Please switch "windshield wiper" to "wiper blade" throughout the material below and write it out again, leaving everything else as it is.

## [PROVIDED RECORDS]
----------------------------------------

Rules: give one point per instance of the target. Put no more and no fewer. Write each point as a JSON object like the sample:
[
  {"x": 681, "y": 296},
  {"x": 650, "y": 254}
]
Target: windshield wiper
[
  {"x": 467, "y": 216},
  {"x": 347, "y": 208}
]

----------------------------------------

## [ANSWER TO THIS PROBLEM]
Rules: give one point per instance of the target. Put no more and no fewer. Write each point as a JSON object like the sample:
[
  {"x": 681, "y": 296},
  {"x": 650, "y": 254}
]
Target: wiper blade
[
  {"x": 467, "y": 216},
  {"x": 347, "y": 208}
]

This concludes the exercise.